* Dataset excerpts *
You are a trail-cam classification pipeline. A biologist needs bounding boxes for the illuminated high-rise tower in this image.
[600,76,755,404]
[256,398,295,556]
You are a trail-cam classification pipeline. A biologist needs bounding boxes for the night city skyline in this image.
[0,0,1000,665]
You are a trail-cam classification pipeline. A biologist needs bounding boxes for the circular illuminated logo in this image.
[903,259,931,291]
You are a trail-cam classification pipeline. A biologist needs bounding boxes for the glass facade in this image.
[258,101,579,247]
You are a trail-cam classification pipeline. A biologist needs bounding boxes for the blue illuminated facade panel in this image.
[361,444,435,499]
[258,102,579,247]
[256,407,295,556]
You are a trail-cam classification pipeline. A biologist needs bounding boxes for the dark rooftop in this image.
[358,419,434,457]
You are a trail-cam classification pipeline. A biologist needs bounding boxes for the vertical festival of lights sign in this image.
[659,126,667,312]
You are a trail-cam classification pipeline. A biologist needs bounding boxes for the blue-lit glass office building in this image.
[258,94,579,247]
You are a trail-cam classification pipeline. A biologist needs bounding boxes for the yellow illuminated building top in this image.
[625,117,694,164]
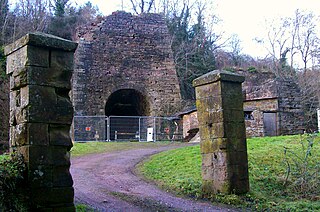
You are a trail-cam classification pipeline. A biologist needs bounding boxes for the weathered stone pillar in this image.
[5,33,77,211]
[193,70,249,194]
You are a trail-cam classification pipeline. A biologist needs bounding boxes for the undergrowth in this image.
[139,135,320,211]
[0,154,28,211]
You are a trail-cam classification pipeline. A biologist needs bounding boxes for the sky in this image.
[72,0,320,57]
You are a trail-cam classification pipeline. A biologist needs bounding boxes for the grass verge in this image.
[139,135,320,211]
[71,142,179,157]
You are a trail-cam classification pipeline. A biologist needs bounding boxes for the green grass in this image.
[71,142,180,157]
[139,135,320,211]
[76,204,94,212]
[0,155,10,162]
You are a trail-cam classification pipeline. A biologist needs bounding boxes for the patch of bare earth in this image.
[71,145,238,211]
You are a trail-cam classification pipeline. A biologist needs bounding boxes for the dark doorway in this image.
[263,112,277,136]
[105,89,149,141]
[105,89,148,116]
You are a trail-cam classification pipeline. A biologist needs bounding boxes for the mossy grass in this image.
[138,135,320,211]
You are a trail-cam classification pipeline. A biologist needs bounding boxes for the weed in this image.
[139,135,320,211]
[284,134,320,199]
[0,154,28,211]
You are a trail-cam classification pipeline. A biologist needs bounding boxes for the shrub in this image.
[0,154,28,211]
[248,66,257,73]
[284,134,320,200]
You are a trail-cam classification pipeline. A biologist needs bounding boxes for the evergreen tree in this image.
[167,6,215,99]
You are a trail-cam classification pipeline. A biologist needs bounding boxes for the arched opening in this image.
[105,89,149,141]
[105,89,149,116]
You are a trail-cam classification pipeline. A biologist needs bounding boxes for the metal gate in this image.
[72,116,183,142]
[263,112,277,136]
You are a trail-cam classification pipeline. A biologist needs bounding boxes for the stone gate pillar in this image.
[5,33,77,211]
[193,70,249,194]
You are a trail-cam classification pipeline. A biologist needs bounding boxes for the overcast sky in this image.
[74,0,320,57]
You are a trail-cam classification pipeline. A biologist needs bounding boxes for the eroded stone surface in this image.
[5,33,77,211]
[193,71,249,194]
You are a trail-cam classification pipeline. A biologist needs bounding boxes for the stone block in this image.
[7,46,49,75]
[10,66,72,90]
[193,71,249,194]
[224,120,246,139]
[199,122,226,141]
[10,85,73,125]
[50,50,73,71]
[223,107,244,123]
[193,70,244,87]
[49,124,73,147]
[195,82,221,99]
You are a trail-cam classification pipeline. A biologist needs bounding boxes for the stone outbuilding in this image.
[73,11,181,116]
[179,71,304,138]
[240,71,304,137]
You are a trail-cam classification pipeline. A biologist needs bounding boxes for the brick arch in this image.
[105,89,150,116]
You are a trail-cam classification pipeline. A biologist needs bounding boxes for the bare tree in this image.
[13,0,51,40]
[130,0,155,14]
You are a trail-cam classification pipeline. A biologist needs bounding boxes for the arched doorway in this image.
[105,89,149,116]
[105,89,149,141]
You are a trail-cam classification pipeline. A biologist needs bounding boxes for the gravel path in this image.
[71,143,238,211]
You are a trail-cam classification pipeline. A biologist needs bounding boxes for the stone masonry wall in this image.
[240,71,304,137]
[243,99,278,137]
[0,77,9,154]
[277,80,305,135]
[193,70,249,196]
[73,12,180,116]
[5,33,77,211]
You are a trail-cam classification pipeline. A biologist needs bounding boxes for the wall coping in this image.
[192,70,245,87]
[4,32,78,56]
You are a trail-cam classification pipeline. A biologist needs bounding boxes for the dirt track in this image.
[71,143,236,211]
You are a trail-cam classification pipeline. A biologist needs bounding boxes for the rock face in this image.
[193,70,249,195]
[0,76,9,154]
[5,34,77,211]
[73,12,180,116]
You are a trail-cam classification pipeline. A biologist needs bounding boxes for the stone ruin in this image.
[5,33,77,211]
[193,70,249,195]
[73,12,181,116]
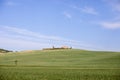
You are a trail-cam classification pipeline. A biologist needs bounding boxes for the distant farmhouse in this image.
[43,46,72,50]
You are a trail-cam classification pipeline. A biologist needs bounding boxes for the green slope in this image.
[0,50,120,68]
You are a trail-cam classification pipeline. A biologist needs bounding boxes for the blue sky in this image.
[0,0,120,51]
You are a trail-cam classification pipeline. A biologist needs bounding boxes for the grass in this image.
[0,50,120,80]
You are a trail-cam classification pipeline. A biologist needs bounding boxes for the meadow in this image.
[0,49,120,80]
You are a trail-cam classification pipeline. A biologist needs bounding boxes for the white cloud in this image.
[63,12,72,19]
[71,5,98,15]
[104,0,120,11]
[100,22,120,29]
[5,1,17,6]
[0,26,93,50]
[81,6,98,15]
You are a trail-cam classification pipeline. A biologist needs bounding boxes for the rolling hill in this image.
[0,49,120,68]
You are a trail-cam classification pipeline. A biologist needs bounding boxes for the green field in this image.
[0,49,120,80]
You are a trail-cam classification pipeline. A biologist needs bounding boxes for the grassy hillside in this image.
[0,50,120,80]
[0,50,120,68]
[0,48,12,53]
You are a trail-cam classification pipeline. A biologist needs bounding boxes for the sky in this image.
[0,0,120,51]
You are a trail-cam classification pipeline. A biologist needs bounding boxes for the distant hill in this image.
[0,49,120,68]
[0,48,12,53]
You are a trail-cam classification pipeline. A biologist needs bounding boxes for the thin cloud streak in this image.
[104,0,120,12]
[71,5,98,15]
[100,22,120,29]
[0,26,94,49]
[63,12,72,19]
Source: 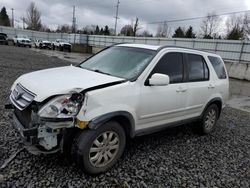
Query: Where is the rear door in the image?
[185,53,215,118]
[138,52,187,128]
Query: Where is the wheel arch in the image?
[88,111,135,137]
[201,97,222,118]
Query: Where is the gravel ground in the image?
[0,46,250,188]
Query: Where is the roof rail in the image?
[157,45,215,54]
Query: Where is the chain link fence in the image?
[0,26,250,63]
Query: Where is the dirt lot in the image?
[0,46,250,188]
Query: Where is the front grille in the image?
[10,83,36,110]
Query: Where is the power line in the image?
[148,10,250,24]
[72,5,76,33]
[115,0,120,35]
[11,8,14,27]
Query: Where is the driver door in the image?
[138,52,188,129]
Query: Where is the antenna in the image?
[115,0,120,35]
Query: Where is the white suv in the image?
[6,44,229,174]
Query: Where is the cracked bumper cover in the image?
[12,113,74,155]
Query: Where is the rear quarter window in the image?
[208,56,227,79]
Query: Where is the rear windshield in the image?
[80,46,156,80]
[208,56,227,79]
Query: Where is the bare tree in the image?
[120,25,134,36]
[226,15,245,40]
[24,2,42,31]
[156,22,171,37]
[132,17,141,37]
[243,13,250,39]
[200,12,221,38]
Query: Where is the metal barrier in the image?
[0,26,250,63]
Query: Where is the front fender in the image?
[88,111,135,137]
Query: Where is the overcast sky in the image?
[0,0,250,32]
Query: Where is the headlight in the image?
[38,93,83,118]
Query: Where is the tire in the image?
[72,121,126,175]
[198,104,219,135]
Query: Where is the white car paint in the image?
[9,44,229,135]
[35,39,52,47]
[13,35,31,46]
[12,66,123,102]
[77,44,229,131]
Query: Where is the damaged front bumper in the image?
[12,109,74,155]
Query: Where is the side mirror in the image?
[149,73,170,86]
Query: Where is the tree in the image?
[227,27,244,40]
[132,17,141,37]
[0,7,10,26]
[139,30,153,37]
[226,15,244,40]
[156,22,171,37]
[103,25,110,35]
[200,12,221,39]
[185,26,196,38]
[24,2,42,31]
[94,25,100,35]
[56,24,72,33]
[120,25,134,36]
[172,27,185,38]
[243,13,250,39]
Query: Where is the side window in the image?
[151,52,183,84]
[208,56,227,79]
[187,54,209,82]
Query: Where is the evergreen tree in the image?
[185,26,196,38]
[227,27,244,40]
[172,27,185,38]
[95,25,100,35]
[104,25,110,35]
[0,7,10,26]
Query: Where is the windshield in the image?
[57,39,67,42]
[80,46,156,80]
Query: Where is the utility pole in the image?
[115,0,120,35]
[72,5,76,33]
[72,5,76,44]
[11,8,14,27]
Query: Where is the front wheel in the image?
[73,121,126,175]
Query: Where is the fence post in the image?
[214,40,218,53]
[239,41,245,63]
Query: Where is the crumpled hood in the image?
[17,37,31,42]
[60,42,71,46]
[11,66,124,102]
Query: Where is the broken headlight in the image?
[38,93,84,118]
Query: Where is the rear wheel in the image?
[198,104,219,134]
[75,121,126,175]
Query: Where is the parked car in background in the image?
[52,39,72,52]
[6,44,229,174]
[0,33,8,45]
[13,34,32,48]
[34,39,52,50]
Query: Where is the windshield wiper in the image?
[93,69,111,75]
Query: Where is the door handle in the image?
[208,84,215,89]
[176,87,187,93]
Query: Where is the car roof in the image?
[116,43,218,56]
[116,43,161,50]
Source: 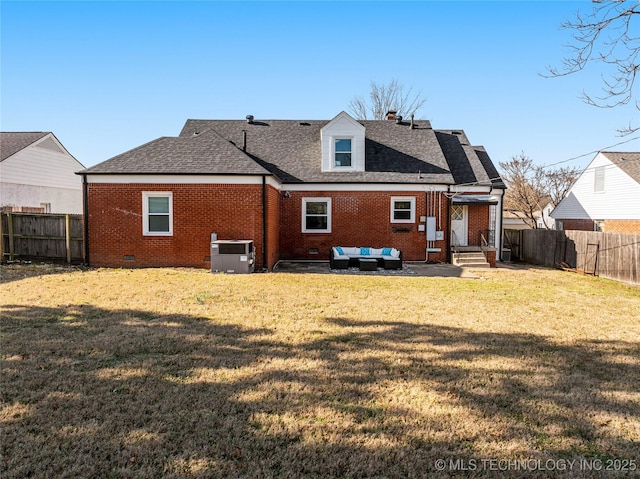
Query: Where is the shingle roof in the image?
[81,131,269,175]
[600,151,640,183]
[0,131,50,161]
[83,120,503,187]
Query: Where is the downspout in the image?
[424,191,429,263]
[82,175,90,266]
[447,185,451,264]
[262,175,269,271]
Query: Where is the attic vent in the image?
[34,138,64,153]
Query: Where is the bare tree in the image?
[545,167,580,207]
[500,153,580,229]
[349,80,427,120]
[547,0,640,135]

* Stated exercise *
Could you rewrite the rows between the line holding "office building in this image." and the line holding "[105,89,148,116]", inclusive, substituting "ecologist" for "biologist" and changing nothing else? Leave the pictures out.

* Correct answer *
You are a trail-cam classification pipeline. A ecologist needs bounding boxes for the blue-lit glass office building in this image.
[258,94,579,247]
You are a trail-cam classification pipeline. A ecologist needs bounding boxes for the yellow illuminated building top in this image.
[625,117,694,164]
You are a trail-cam classification pipeline. A ecologist needs bounding boxes for the weathered stone pillar in this image.
[5,33,77,211]
[193,70,249,194]
You are a trail-cam classification pipeline. A ecologist needs bounding boxes for the undergrowth in this image.
[139,135,320,211]
[0,154,28,211]
You are a trail-cam classification pipeline. A ecologist needs bounding boxes for the sky in this image.
[72,0,320,57]
You are a trail-cam classification pipeline. A ecologist needs bounding boxes for the grass verge in this image.
[139,135,320,211]
[71,142,179,157]
You are a trail-cam classification pipeline. A ecologist needs bounding boxes for the green grass in this image.
[71,142,180,157]
[139,135,320,211]
[76,204,94,212]
[0,155,10,162]
You are a trail-cam classification pipeline. A ecologist needs bounding boxes for the patch of bare earth in this image.
[71,145,238,211]
You are a trail-cam classification pipeline. A ecologist needs bounding boxes for the dark doorway in this image.
[263,112,277,136]
[105,89,149,141]
[105,89,148,116]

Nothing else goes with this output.